# [Stored items from a collection]

— START —

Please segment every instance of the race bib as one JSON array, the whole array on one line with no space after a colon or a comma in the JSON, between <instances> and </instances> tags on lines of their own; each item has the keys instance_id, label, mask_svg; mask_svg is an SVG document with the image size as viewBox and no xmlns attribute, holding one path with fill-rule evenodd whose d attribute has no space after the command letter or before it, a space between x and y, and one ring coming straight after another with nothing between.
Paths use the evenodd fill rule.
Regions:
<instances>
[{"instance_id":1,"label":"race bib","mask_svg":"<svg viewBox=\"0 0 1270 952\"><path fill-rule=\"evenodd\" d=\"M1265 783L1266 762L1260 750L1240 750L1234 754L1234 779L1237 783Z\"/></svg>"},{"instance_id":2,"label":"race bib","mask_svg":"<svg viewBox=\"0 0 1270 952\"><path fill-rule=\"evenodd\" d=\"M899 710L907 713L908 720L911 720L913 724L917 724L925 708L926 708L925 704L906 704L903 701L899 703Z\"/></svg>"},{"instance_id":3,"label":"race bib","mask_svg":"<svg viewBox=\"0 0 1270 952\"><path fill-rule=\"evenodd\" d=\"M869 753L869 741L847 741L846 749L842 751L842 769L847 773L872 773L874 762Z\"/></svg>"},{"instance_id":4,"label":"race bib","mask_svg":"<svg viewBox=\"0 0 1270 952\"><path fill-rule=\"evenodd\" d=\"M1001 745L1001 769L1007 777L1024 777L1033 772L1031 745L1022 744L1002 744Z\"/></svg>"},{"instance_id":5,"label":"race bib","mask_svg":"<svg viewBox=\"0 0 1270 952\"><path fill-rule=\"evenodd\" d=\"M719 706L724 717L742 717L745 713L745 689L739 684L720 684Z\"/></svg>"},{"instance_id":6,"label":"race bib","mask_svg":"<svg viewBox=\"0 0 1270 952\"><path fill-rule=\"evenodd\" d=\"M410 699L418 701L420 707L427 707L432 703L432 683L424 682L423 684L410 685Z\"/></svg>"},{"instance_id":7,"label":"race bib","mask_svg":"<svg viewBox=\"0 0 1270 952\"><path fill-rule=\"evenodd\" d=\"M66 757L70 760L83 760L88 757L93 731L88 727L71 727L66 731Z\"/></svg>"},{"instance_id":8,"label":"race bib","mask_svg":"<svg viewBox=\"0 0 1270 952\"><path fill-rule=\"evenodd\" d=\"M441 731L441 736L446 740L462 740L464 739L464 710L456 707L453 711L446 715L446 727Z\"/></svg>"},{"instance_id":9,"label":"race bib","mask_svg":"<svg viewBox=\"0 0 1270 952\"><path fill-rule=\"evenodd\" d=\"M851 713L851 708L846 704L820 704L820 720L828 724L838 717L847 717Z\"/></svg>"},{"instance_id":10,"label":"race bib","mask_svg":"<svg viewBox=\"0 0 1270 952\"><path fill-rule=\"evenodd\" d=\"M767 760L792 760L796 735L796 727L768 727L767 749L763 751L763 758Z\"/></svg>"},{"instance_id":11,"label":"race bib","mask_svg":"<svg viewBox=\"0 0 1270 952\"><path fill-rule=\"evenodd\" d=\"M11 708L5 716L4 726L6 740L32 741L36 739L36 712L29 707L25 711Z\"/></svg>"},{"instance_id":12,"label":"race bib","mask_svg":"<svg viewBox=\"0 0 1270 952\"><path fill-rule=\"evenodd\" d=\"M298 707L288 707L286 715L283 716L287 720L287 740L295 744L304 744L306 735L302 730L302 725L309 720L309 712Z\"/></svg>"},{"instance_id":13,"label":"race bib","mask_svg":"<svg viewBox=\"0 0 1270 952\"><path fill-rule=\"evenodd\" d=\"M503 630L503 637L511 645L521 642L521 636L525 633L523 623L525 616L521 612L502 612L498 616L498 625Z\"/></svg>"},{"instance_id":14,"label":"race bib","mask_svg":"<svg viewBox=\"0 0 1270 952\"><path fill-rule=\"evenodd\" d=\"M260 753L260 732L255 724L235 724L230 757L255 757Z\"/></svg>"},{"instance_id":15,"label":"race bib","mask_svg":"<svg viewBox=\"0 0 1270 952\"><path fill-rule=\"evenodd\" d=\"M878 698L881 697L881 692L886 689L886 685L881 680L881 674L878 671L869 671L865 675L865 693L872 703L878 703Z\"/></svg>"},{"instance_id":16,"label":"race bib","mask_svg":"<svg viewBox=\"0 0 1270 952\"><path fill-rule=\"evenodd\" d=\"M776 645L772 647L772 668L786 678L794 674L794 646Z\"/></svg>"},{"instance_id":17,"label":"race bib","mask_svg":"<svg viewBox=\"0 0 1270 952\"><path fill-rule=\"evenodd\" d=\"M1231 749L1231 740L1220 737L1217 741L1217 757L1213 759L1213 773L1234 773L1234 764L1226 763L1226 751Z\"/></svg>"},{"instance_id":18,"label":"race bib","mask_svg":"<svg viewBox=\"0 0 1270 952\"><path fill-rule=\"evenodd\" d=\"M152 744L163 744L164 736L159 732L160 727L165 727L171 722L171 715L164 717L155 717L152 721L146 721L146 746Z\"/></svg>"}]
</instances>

— END —

# [PROMPT]
Send back every record, precisely as written.

# [RESPONSE TO THE EXERCISE]
Please segment every instance of the race bib as one JSON array, the whole array on one line with no space after a colon or a comma in the JSON, between <instances> and </instances> tags on lines of their own; each item has the keys instance_id, label, mask_svg; mask_svg is an SVG document with the image size as viewBox and no xmlns attribute, holding one path with fill-rule evenodd whose d attribute has no space after the command letter or before it, a space between x and y, and one ring coming straight after another with nothing between.
Paths use the evenodd fill rule.
Regions:
<instances>
[{"instance_id":1,"label":"race bib","mask_svg":"<svg viewBox=\"0 0 1270 952\"><path fill-rule=\"evenodd\" d=\"M1265 783L1266 762L1260 750L1240 750L1234 754L1234 779L1237 783Z\"/></svg>"},{"instance_id":2,"label":"race bib","mask_svg":"<svg viewBox=\"0 0 1270 952\"><path fill-rule=\"evenodd\" d=\"M899 710L907 713L908 720L911 720L913 724L917 724L925 708L926 708L925 704L906 704L903 701L899 703Z\"/></svg>"},{"instance_id":3,"label":"race bib","mask_svg":"<svg viewBox=\"0 0 1270 952\"><path fill-rule=\"evenodd\" d=\"M869 753L869 741L847 741L846 749L842 751L842 769L847 773L872 773L874 762Z\"/></svg>"},{"instance_id":4,"label":"race bib","mask_svg":"<svg viewBox=\"0 0 1270 952\"><path fill-rule=\"evenodd\" d=\"M1001 745L1001 769L1007 777L1024 777L1033 772L1031 745L1022 744L1002 744Z\"/></svg>"},{"instance_id":5,"label":"race bib","mask_svg":"<svg viewBox=\"0 0 1270 952\"><path fill-rule=\"evenodd\" d=\"M719 706L724 717L742 717L745 713L745 689L739 684L720 684Z\"/></svg>"},{"instance_id":6,"label":"race bib","mask_svg":"<svg viewBox=\"0 0 1270 952\"><path fill-rule=\"evenodd\" d=\"M410 699L418 701L420 707L427 707L432 703L432 683L424 682L423 684L410 685Z\"/></svg>"},{"instance_id":7,"label":"race bib","mask_svg":"<svg viewBox=\"0 0 1270 952\"><path fill-rule=\"evenodd\" d=\"M66 757L70 760L83 760L88 757L93 731L88 727L71 727L66 731Z\"/></svg>"},{"instance_id":8,"label":"race bib","mask_svg":"<svg viewBox=\"0 0 1270 952\"><path fill-rule=\"evenodd\" d=\"M441 731L441 736L446 740L462 740L464 739L464 710L456 707L453 711L446 715L446 727Z\"/></svg>"},{"instance_id":9,"label":"race bib","mask_svg":"<svg viewBox=\"0 0 1270 952\"><path fill-rule=\"evenodd\" d=\"M851 713L851 708L846 704L820 704L820 720L828 724L838 717L847 717Z\"/></svg>"},{"instance_id":10,"label":"race bib","mask_svg":"<svg viewBox=\"0 0 1270 952\"><path fill-rule=\"evenodd\" d=\"M767 760L792 760L796 735L796 727L768 727L767 749L763 751L763 758Z\"/></svg>"},{"instance_id":11,"label":"race bib","mask_svg":"<svg viewBox=\"0 0 1270 952\"><path fill-rule=\"evenodd\" d=\"M11 708L5 716L4 726L6 740L32 741L36 739L36 712L29 707L25 711Z\"/></svg>"},{"instance_id":12,"label":"race bib","mask_svg":"<svg viewBox=\"0 0 1270 952\"><path fill-rule=\"evenodd\" d=\"M298 707L288 707L286 715L283 716L287 720L287 740L295 744L304 744L306 735L302 730L302 725L309 720L309 712Z\"/></svg>"},{"instance_id":13,"label":"race bib","mask_svg":"<svg viewBox=\"0 0 1270 952\"><path fill-rule=\"evenodd\" d=\"M503 630L503 637L511 645L521 642L521 636L525 633L523 623L525 616L521 612L502 612L498 616L498 625Z\"/></svg>"},{"instance_id":14,"label":"race bib","mask_svg":"<svg viewBox=\"0 0 1270 952\"><path fill-rule=\"evenodd\" d=\"M260 753L260 732L255 724L235 724L230 757L255 757Z\"/></svg>"},{"instance_id":15,"label":"race bib","mask_svg":"<svg viewBox=\"0 0 1270 952\"><path fill-rule=\"evenodd\" d=\"M878 698L881 697L881 692L886 689L886 685L881 680L881 674L878 671L869 671L865 675L865 693L872 703L878 703Z\"/></svg>"},{"instance_id":16,"label":"race bib","mask_svg":"<svg viewBox=\"0 0 1270 952\"><path fill-rule=\"evenodd\" d=\"M776 645L772 647L772 668L786 678L794 674L794 646Z\"/></svg>"},{"instance_id":17,"label":"race bib","mask_svg":"<svg viewBox=\"0 0 1270 952\"><path fill-rule=\"evenodd\" d=\"M1231 749L1231 740L1220 737L1217 741L1217 757L1213 759L1213 773L1234 773L1234 764L1226 763L1226 751Z\"/></svg>"},{"instance_id":18,"label":"race bib","mask_svg":"<svg viewBox=\"0 0 1270 952\"><path fill-rule=\"evenodd\" d=\"M152 744L163 744L164 736L159 732L160 727L165 727L171 722L171 715L164 717L155 717L152 721L146 721L146 746Z\"/></svg>"}]
</instances>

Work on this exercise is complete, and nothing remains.